The task:
Your task is to transcribe the records exactly, skipping every image.

Data listing:
=-=-=
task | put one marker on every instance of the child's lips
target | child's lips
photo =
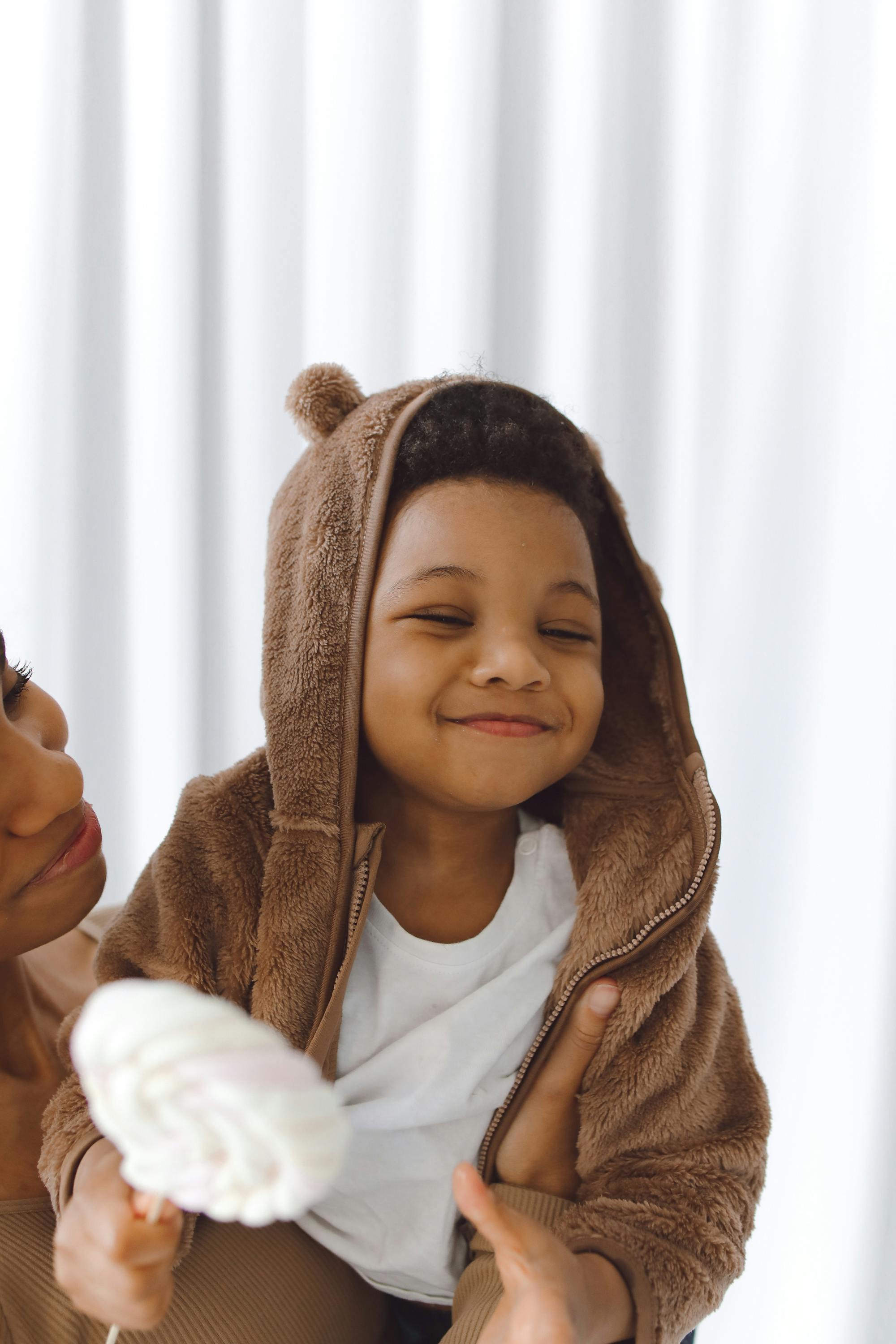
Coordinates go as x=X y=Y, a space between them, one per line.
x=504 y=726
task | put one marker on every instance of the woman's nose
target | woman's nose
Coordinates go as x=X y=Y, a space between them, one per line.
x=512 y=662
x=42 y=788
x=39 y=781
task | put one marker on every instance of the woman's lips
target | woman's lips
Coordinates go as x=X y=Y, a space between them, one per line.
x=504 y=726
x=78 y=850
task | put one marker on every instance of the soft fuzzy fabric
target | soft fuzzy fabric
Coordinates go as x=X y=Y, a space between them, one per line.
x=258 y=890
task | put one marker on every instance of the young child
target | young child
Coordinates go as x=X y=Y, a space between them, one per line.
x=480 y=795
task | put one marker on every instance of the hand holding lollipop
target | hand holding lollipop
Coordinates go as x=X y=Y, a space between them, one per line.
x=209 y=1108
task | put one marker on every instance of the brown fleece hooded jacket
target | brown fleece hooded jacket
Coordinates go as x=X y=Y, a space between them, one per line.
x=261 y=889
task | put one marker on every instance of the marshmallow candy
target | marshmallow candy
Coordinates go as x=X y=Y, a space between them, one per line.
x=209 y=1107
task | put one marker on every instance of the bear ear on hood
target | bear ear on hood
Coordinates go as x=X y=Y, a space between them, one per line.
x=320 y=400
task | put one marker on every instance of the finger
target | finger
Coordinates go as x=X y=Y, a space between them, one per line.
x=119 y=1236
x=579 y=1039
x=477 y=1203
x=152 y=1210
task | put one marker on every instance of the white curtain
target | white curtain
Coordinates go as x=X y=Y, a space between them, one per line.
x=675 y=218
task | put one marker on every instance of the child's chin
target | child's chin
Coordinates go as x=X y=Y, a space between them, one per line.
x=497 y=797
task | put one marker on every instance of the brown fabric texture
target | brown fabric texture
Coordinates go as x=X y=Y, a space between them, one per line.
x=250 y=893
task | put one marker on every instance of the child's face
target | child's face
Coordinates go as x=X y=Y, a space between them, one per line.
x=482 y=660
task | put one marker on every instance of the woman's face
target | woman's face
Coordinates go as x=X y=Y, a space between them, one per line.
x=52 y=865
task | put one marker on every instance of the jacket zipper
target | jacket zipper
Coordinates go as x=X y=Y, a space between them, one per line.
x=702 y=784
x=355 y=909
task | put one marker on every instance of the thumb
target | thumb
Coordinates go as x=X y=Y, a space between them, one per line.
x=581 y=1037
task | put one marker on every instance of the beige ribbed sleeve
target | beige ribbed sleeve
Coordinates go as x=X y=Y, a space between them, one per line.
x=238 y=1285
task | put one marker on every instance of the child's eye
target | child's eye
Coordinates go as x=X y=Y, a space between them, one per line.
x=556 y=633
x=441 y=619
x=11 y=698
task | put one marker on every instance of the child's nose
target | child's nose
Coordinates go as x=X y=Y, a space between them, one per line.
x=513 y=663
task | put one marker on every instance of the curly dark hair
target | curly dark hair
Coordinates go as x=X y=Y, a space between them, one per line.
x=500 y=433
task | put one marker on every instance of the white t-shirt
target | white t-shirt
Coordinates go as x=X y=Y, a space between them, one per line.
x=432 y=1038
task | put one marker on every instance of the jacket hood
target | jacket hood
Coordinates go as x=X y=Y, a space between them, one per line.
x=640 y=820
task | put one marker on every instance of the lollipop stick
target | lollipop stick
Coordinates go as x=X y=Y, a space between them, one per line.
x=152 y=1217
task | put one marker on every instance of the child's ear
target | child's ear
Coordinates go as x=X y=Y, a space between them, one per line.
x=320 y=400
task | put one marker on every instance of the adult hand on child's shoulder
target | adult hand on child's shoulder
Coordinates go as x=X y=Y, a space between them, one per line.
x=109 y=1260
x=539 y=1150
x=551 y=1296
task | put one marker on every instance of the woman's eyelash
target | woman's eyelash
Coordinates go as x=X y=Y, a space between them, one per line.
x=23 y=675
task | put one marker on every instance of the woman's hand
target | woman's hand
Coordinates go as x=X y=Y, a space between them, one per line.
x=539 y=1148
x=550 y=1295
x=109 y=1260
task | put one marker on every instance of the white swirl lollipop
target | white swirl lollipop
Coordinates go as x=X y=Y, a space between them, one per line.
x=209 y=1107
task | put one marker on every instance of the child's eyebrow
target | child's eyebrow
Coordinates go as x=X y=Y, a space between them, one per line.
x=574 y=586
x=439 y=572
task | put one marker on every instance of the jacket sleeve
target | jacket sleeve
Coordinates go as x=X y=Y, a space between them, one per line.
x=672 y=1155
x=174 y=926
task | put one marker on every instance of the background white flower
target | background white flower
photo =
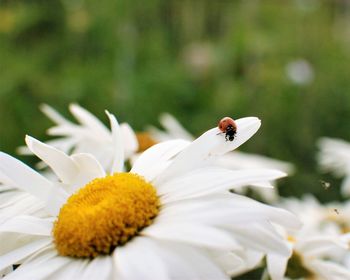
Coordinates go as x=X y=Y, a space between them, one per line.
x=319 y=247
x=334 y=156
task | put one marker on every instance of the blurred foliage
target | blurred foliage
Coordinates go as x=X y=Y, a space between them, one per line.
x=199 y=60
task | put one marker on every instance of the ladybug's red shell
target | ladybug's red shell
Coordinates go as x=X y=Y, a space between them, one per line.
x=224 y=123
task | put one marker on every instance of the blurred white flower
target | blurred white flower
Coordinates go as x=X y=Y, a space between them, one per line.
=-=-=
Task response:
task | put one marker on every instance of the child's lips
target | child's lips
photo =
Coordinates go as x=X y=Y, a space between them, one per line.
x=504 y=726
task | put one marker on every instance of the woman's nose
target | woman's nose
Coordinates go as x=X y=Y, a space between them, one per line.
x=512 y=662
x=42 y=788
x=39 y=781
task | put one marker on every instance of the woman's lips
target | woman's lips
Coordinates go as x=X y=Y, a space between them, one per line.
x=504 y=726
x=78 y=850
task | put one marker on every instance of the soft fuzzy fabric
target | soft fuzzy fabric
Coordinates go as x=X y=Y, a space between them, one per line.
x=258 y=890
task | put one marker on every instance of the young child
target | young child
Coordinates go as x=X y=Y, a space between them, one per line.
x=480 y=795
task | put one marker on every instance of the hand holding lollipop
target | hand holding lollipop
Coordinates go as x=X y=Y, a space between them, one per line.
x=209 y=1108
task | put one marker on every instance of the brown fleece hooded jacket
target | brown fleece hooded jacket
Coordinates go as x=X y=Y, a space between them, one per line.
x=261 y=889
task | put one marker on every instance of the marshmallow candy
target | marshmallow candy
Coordinates go as x=X y=Y, a space between them, one per line.
x=209 y=1107
task | put one marker on every instance of the bear ear on hood
target | bear ear on hood
Coordinates go as x=X y=Y, a space between them, one per line.
x=320 y=400
task | put one marker on every instance of the finger
target | finger
Coordinates go as x=X y=Y, a space between them, one per line.
x=119 y=1236
x=579 y=1039
x=477 y=1203
x=152 y=1210
task | put one marker on every instance of the white curtain
target | white curtain
Coordinates go as x=X y=Y, a space between them, one per line.
x=675 y=218
task | put one marker on every instance of the child's chin
target | child's chin
Coordinates go as x=X y=Y, a space between them, one per line.
x=497 y=797
task | put one marker on every instance of the brown fabric texture
target | brown fabric texture
Coordinates go as x=X y=Y, a space between them, one per line.
x=250 y=893
task | put one marker on every instance of the child's face
target | child's face
Coordinates go as x=X y=Y, a space between them, one per line.
x=482 y=660
task | put one marker on every instance of the woman's face
target | woman's face
Coordinates go as x=X y=Y, a space between them, one per line.
x=52 y=865
task | put one marker on every instance of the jacket zipper
target | jacket zipper
Coordinates go as x=X y=Y, a space between them, one per line.
x=702 y=784
x=355 y=909
task | put one marker on every instance of the thumb
target | thumb
Coordinates go as x=X y=Y, a space between them, one per line.
x=581 y=1037
task | put one marker on every instance of the beige ribbed sleeve
target | beige ribbed sleeve
Coordinates go as x=X y=Y, a space between them, one per line.
x=238 y=1285
task | put one marker on every instance of the child's eye
target | child's eye
Coordinates go as x=X y=Y, a space between them, one per line.
x=556 y=633
x=441 y=619
x=11 y=698
task | put one marker on every instance of the child's nose
target | child's nose
Coordinates go as x=X y=Y, a space between them, one per line.
x=513 y=663
task | put one marker on every instance of the curly dark hair
target | curly dark hair
Coordinates go as x=X y=Y, a space between them, one per line.
x=500 y=433
task | put one marker on every instance of the white t-shirt
target | white t-shirt
Coordinates go as x=X y=Y, a space between them, one per line.
x=432 y=1038
task | put one marker on every instance of the jacket hood
target | jacket hood
Coordinates go as x=X y=Y, a space between them, one per line.
x=640 y=820
task | put one marker on every instance of the lollipop stick
target | lollipop stick
Coordinates go as x=X y=Y, a space between them, one per line.
x=152 y=1217
task | put one marker on every instance of the child's ear
target | child's ear
Coordinates go as x=X y=Y, a space between them, one per line.
x=320 y=400
task | put one marker on every instance of the adult hand on child's shoulder
target | adult hand on child's shoulder
Coordinates go as x=X y=Y, a space between them, one per line.
x=109 y=1260
x=539 y=1150
x=551 y=1296
task | put one marker on every instance of the woman's eyelash
target | woman's eyelash
Coordinates go as x=X y=Y, a space between them, one per line.
x=23 y=675
task | put one marker on every instance of the woman's hand
target | woman's hand
Coordinates go as x=X y=Y, a space between them, one per line.
x=539 y=1148
x=550 y=1295
x=109 y=1260
task | put one marker on every instance of the white swirl lollipop
target | white swirl lollipop
Coordinates go as x=X y=Y, a space between them, one per line.
x=209 y=1107
task | put one marker on every instance of the child's eyebrow
target | child's eyebrow
Coordinates go as x=X y=Y, a space between them, one per line.
x=574 y=586
x=439 y=572
task | put one marker on every instance of the jacket sleeve
target | jacket sleeve
Coordinates go as x=X y=Y, a space between them, one per line.
x=672 y=1155
x=174 y=926
task | put one marker on every instance of the background white flower
target | background white flower
photo =
Coordinates go as x=X y=Y, a space between them, one per line.
x=319 y=247
x=334 y=156
task | put one marker on every instance of the blurred foliage
target | blurred foliage
Coordinates go as x=X y=Y, a space between them, one per line.
x=199 y=60
task | put one marker on every instance of the ladybug's red shell
target | ladybug's red shell
Coordinates go as x=X y=Y, a space between them, one per line.
x=224 y=123
task | put one marker on every instance of the blurred white flower
target | blurred white flower
Coordinates go as x=X y=Y, a space between them, one per line.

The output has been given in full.